▶ AVAILABLE RECORDS:
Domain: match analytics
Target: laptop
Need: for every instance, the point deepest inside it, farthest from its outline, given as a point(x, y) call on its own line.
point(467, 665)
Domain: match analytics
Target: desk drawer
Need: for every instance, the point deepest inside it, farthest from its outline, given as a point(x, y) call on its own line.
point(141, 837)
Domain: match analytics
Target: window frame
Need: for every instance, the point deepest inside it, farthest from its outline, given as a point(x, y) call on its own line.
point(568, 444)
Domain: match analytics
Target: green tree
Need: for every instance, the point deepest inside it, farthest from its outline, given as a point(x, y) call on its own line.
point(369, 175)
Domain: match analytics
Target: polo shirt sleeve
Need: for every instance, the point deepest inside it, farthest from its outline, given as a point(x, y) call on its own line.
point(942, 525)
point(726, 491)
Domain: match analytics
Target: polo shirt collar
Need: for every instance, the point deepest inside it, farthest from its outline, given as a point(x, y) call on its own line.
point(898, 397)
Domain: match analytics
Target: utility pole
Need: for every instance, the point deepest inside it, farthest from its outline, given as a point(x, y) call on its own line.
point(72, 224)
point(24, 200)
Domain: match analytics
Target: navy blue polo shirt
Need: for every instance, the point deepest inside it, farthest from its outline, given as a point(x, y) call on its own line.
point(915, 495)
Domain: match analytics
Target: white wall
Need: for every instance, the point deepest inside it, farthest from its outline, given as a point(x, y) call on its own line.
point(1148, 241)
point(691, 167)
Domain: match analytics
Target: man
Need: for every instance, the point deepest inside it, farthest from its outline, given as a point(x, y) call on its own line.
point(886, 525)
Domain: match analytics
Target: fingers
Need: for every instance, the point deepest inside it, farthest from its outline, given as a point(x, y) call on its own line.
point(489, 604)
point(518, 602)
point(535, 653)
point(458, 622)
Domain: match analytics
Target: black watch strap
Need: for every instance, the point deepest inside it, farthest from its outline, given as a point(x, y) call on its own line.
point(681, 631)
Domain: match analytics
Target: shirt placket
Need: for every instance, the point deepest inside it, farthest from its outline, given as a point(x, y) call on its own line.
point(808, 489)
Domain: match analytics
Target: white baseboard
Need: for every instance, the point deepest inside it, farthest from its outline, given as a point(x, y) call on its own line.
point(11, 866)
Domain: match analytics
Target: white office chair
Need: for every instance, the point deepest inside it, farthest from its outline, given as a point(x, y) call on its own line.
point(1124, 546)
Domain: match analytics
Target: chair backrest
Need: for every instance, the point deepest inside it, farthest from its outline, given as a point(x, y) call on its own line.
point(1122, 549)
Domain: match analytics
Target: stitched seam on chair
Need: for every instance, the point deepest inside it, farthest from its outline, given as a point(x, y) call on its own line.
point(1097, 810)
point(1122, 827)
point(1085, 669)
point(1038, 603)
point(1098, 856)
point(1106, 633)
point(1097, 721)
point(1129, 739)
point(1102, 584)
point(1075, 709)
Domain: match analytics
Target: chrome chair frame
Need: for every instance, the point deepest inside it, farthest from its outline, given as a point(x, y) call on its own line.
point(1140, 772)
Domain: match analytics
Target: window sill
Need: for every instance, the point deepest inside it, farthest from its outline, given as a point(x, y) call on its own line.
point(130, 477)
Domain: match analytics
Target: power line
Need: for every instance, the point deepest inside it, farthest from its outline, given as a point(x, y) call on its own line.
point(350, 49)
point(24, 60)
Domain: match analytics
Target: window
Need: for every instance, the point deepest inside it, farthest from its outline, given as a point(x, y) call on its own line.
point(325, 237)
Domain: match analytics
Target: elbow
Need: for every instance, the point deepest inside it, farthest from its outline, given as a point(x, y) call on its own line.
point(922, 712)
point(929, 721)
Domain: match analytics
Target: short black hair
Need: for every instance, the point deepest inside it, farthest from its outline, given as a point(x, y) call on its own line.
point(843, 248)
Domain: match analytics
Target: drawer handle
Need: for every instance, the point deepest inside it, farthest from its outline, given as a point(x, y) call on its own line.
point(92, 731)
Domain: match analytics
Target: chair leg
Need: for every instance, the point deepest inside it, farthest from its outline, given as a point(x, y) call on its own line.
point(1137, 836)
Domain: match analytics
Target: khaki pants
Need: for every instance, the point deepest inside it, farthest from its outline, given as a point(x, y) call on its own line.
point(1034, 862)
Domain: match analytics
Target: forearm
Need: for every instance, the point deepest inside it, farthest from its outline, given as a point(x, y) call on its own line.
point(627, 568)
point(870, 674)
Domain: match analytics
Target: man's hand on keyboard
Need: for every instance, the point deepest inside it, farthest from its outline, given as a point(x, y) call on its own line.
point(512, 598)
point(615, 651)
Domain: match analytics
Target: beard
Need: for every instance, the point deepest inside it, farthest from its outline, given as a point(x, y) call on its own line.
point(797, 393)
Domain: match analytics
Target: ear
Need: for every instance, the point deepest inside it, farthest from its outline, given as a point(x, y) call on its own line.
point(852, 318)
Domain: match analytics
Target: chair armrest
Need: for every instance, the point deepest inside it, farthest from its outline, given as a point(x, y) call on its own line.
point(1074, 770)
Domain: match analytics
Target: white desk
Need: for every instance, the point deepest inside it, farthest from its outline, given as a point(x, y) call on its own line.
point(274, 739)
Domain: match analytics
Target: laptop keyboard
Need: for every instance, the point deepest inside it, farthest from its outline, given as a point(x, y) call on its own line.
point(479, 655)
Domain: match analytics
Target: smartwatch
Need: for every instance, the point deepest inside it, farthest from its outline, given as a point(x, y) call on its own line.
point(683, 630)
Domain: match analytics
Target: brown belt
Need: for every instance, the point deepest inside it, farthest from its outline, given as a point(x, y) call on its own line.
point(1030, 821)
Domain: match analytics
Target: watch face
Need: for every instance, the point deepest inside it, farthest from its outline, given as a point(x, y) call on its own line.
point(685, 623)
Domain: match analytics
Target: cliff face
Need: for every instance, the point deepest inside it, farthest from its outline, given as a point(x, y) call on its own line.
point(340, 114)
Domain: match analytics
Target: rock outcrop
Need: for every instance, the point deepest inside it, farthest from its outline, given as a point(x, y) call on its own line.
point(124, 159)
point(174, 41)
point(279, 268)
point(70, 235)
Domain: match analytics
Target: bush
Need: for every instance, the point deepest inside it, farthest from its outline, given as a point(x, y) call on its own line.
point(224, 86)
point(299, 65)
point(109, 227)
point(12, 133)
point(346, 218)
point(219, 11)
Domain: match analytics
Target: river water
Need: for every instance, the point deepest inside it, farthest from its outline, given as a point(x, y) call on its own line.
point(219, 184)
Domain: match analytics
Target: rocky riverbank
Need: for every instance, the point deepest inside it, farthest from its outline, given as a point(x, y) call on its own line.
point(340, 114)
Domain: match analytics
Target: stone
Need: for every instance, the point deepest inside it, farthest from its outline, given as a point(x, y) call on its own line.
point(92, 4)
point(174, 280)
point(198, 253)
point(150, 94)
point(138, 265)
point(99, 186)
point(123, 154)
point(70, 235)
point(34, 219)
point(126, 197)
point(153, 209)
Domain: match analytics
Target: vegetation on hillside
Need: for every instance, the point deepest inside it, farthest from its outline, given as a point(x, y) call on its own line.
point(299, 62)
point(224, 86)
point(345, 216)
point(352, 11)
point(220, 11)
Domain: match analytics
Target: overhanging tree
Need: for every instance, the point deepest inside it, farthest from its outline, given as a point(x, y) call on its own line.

▶ SET TASK: Count the lines in the records above that contain the string "chair", matching case exactly, and give only that number.

▶ EXERCISE RESPONSE: 6